(Recorded data)
▼

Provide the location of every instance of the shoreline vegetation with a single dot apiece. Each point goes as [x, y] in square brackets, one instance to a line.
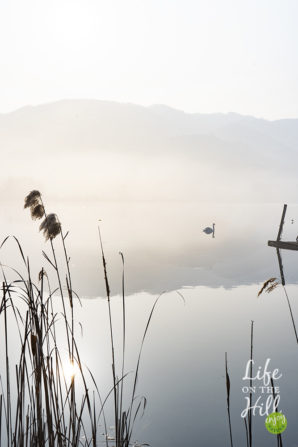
[45, 401]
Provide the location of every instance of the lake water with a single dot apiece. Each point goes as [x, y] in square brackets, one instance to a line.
[182, 369]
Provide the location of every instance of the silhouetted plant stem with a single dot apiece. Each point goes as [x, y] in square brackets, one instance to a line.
[112, 338]
[291, 313]
[228, 386]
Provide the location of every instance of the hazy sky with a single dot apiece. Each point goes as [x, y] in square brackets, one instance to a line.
[197, 55]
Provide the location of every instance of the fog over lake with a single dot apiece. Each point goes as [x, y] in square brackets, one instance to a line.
[154, 178]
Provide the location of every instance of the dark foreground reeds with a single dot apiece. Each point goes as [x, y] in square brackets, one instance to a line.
[41, 404]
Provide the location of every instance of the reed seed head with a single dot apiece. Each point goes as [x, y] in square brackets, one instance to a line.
[37, 211]
[50, 226]
[32, 199]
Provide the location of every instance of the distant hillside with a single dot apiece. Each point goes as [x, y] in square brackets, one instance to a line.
[114, 151]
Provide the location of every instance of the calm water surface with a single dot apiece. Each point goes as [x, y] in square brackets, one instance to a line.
[182, 370]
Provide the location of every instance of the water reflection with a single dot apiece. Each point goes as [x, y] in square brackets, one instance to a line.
[209, 230]
[161, 243]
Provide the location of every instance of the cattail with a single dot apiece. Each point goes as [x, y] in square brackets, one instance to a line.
[34, 202]
[51, 226]
[32, 199]
[37, 212]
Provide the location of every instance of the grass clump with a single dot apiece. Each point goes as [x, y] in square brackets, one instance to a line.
[40, 404]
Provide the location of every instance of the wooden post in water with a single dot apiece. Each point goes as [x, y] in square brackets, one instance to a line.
[282, 222]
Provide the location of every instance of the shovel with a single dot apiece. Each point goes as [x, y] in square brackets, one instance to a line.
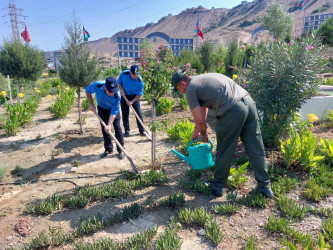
[135, 170]
[148, 133]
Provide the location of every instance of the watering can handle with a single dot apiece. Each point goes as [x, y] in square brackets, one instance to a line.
[195, 140]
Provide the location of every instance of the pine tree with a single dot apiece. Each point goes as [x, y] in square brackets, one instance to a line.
[77, 68]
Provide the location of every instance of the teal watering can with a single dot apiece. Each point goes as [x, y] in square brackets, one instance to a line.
[199, 157]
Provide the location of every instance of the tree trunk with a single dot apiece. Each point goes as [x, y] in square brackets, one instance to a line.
[153, 135]
[79, 108]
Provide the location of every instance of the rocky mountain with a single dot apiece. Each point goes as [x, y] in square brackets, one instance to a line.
[217, 24]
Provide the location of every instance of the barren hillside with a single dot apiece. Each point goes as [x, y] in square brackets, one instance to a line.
[217, 24]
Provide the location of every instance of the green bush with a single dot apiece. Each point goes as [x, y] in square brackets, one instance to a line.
[164, 106]
[280, 79]
[65, 100]
[3, 171]
[173, 131]
[183, 103]
[32, 103]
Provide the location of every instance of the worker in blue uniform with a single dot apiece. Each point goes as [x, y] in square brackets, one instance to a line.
[108, 102]
[131, 86]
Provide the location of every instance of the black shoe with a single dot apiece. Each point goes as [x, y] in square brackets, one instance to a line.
[217, 188]
[265, 190]
[105, 154]
[121, 155]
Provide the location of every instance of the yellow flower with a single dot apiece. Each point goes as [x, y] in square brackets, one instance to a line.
[312, 118]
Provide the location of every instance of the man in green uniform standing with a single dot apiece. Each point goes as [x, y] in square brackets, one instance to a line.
[236, 116]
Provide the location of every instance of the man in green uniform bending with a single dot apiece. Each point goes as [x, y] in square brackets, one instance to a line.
[236, 116]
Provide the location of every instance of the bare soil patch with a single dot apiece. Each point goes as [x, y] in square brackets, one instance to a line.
[46, 148]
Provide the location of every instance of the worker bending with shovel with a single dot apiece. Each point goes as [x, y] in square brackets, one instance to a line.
[108, 103]
[131, 89]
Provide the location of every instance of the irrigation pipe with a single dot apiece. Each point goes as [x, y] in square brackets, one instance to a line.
[68, 179]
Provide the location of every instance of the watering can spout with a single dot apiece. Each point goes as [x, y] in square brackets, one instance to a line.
[181, 156]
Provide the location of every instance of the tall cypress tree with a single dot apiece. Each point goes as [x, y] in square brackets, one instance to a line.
[77, 68]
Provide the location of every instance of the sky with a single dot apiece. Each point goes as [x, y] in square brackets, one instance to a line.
[46, 19]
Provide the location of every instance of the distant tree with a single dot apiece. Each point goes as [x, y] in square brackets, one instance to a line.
[21, 61]
[146, 45]
[278, 22]
[218, 57]
[326, 31]
[205, 53]
[234, 58]
[77, 67]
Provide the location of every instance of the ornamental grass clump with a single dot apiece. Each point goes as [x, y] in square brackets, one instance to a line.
[299, 150]
[237, 177]
[283, 185]
[83, 196]
[226, 208]
[142, 240]
[280, 78]
[197, 186]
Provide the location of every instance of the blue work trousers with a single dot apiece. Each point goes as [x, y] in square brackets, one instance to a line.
[241, 120]
[125, 113]
[105, 114]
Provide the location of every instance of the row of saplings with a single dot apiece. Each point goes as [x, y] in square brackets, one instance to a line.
[300, 151]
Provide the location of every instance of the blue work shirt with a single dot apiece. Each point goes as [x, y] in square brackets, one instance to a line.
[103, 99]
[131, 86]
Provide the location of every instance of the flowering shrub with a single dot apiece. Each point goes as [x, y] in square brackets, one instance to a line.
[300, 148]
[280, 79]
[3, 95]
[330, 117]
[156, 71]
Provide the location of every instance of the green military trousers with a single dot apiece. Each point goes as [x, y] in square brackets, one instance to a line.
[241, 120]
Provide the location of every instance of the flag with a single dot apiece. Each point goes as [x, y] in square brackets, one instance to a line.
[302, 4]
[198, 30]
[85, 34]
[25, 35]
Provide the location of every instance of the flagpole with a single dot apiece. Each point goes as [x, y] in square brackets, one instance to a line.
[303, 19]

▲

- [WHAT IS NEEDED]
Copy every record above word for word, omitting the pictures.

- [RESPONSE FOR THIS EXERCISE]
Provide the location of every instance of the shoreline vegetation with a single dot apiece. Each point goes as [x, y] in square brackets, one instance to a line.
[45, 401]
Provide the location of every instance of the lake water with a single dot apiece. Each point goes as [x, y] in square brackets, one instance to a line.
[182, 369]
Provide the location of every instance of the silhouetted plant stem with a single dot apiece. Each point goes as [x, y] in square brackets, one instance to a line.
[112, 338]
[291, 313]
[228, 386]
Provide the location of every instance of the hazy sky with a single dot apiece. Each point goes as [x, y] in square brackets, one instance to a line.
[197, 55]
Provide the location of every instance of the fog over lake with a single dot apiece. Each point goes as [x, y] in square brackets, one instance to a line.
[154, 178]
Provide the location of every instance of the dark foreground reeds with a single dot apiece. Each point goes as [x, y] in square brackets, one instance to a line.
[41, 404]
Provide the location of every instance of the reed seed head with a single dot apiece. Each point goes as [x, y] in square brackets, one instance to a line.
[37, 211]
[50, 226]
[32, 199]
Provide the location of every instance of the distant hillside with a single dot apiece. Each point goes as [x, y] in square brackets, one instance to a line.
[114, 151]
Provide the location of every instance of the calm water surface with a single dot apiece. Each point goes as [x, y] in square brackets, one instance to a line.
[182, 370]
Provide the location of every instance of the water reflection with a single dot apiece. Each point goes as [x, y] in square brackets, one instance to a line.
[209, 230]
[161, 243]
Provide the location of every instance of the cattail with a single dot apiece. Each point goes as [x, y] in square brackets, one instance to a line.
[34, 202]
[51, 226]
[32, 199]
[37, 212]
Provide the location of every instance of the grass clump with a single dot apiece. Each point goes as [x, y] in square brackets, one instance to a line.
[40, 404]
Provide the location of every instance of the wooden post in water with a single dot apiece. Each point goes as [x, y] in square brackets, one instance to a line.
[282, 222]
Provide the location of every instance of the shovel with a single dot apiece. Each point goes as [x, y] in square brackets, one instance to a line.
[135, 170]
[148, 133]
Provide the location of every instance of the watering can handle with a single dot apiece. Each point goes as [x, y] in square brackets, one instance to a line.
[195, 140]
Provide the location of every instance of the pine tree with a single dot apiece. Each point goes as [x, y] in square brackets, one instance to a line.
[77, 68]
Provide the location of every instance of the teal watering can with a single dot apiece. Each point goes as [x, y] in square brackets, one instance to a line.
[199, 157]
Provide the location of every instance of the tree trunk with a single dot apiece. Each point goes as [x, y] in square brackets, one instance to a line.
[153, 135]
[79, 108]
Provide the location of every instance of the rocky mountain with a single dot apiece. Each point goes as [x, y] in square brackets, one instance to a line.
[217, 24]
Provide the location of every instance of the barren hillside with a single dot apiece. Each point goes as [x, y] in square brackets, one instance to a line.
[217, 24]
Provide the location of every instance of the green bush with a single dot apiece. Each point goes as [x, y] in square brackets, one instance to a line.
[164, 106]
[280, 79]
[65, 100]
[3, 171]
[173, 131]
[183, 103]
[32, 103]
Provide the location of every instance of the worker in blue uniform with a single dot apiece. Each point goes as [x, y] in square brackets, one instance to a line.
[108, 102]
[131, 86]
Provide the location of every instance of the black shoe with a single dot apiece. Each point goes as [x, y] in square brackets, one instance to a line.
[217, 188]
[265, 190]
[105, 154]
[121, 155]
Provide the location of every instance of the yellow flower with a single dot apiece. Each point goes as [x, y] in square brackets, one instance to a line.
[312, 118]
Provide the location of every instance of the man in green uniform standing with a single dot apiece. Each point goes as [x, y] in square brackets, one instance to a line.
[236, 116]
Provide the location of every instance of the man in green uniform bending with a single dot apiece. Each point goes as [x, y] in square brackets, one instance to a line.
[236, 116]
Provide the location of every instance of the bare soil patch with a single dot apiece. Each point goes as [x, y] in square brackets, one instance to a line.
[46, 148]
Provide the location of every instance of the worker bending with shovel with a single dot apiece. Each point goes as [x, y] in square brackets, one instance to a line.
[108, 103]
[131, 89]
Provide the location of every instance of the irrigation pipe with a single dot apiece. Each point goes as [x, y] in square brackets, one instance to a line.
[68, 179]
Provide the location of every instance of the watering can spout with a single dot apiece. Each point goes as [x, y] in square brackets, one instance to a line.
[181, 156]
Provide the location of every instance of the tall cypress tree with a single dot apiece. Each point goes as [x, y] in square brackets, one instance to a line.
[77, 68]
Provide the location of every instance of the sky with a single dot apiece. Each point goes as [x, y] in square brackets, one instance to a line.
[46, 19]
Provide the location of every instance of the distant tree with a single dot apiece. Each point goes as [x, y] in square brackets, one instance to a line.
[21, 61]
[146, 45]
[278, 22]
[218, 57]
[326, 31]
[205, 53]
[234, 58]
[77, 67]
Provide the location of every instance of the ornamental grass clump with a single dot apiece. Each point goes as [x, y] in square brackets, one instance to a line.
[299, 150]
[237, 177]
[283, 185]
[83, 196]
[226, 208]
[142, 240]
[280, 78]
[197, 186]
Provide the location of every instance of the blue work trousers with a single dot apiece. Each point goes as [x, y] in square brackets, one instance to a line.
[241, 120]
[125, 113]
[105, 114]
Provide the location of every instance of the row of saplings with a single dot apiece. Each point goes as [x, y] in square brackets, one instance to a line.
[300, 151]
Provide the location of every instance of the blue work shirt with a single dot apiece. Each point goes as [x, y] in square brackets, one instance to a line.
[103, 99]
[131, 86]
Provide the location of every instance of the flowering shrub with a single dot apiece. Each point goes as [x, y] in square brackets, one instance to a line.
[300, 148]
[280, 79]
[3, 95]
[330, 117]
[156, 71]
Provide the location of every instance of the green military trousers with a single dot apiece. Each point goes as [x, y] in square brackets, one instance to a line.
[241, 120]
Provide the location of every instance of the flag with a single dot apiece. Each point goes as [x, y] in square brackets, one instance to a line.
[302, 4]
[198, 30]
[85, 34]
[25, 35]
Provide the location of every instance of the flagpole with a single dot apiece. Each point goes as [x, y] in square brackets, one instance to a line.
[303, 19]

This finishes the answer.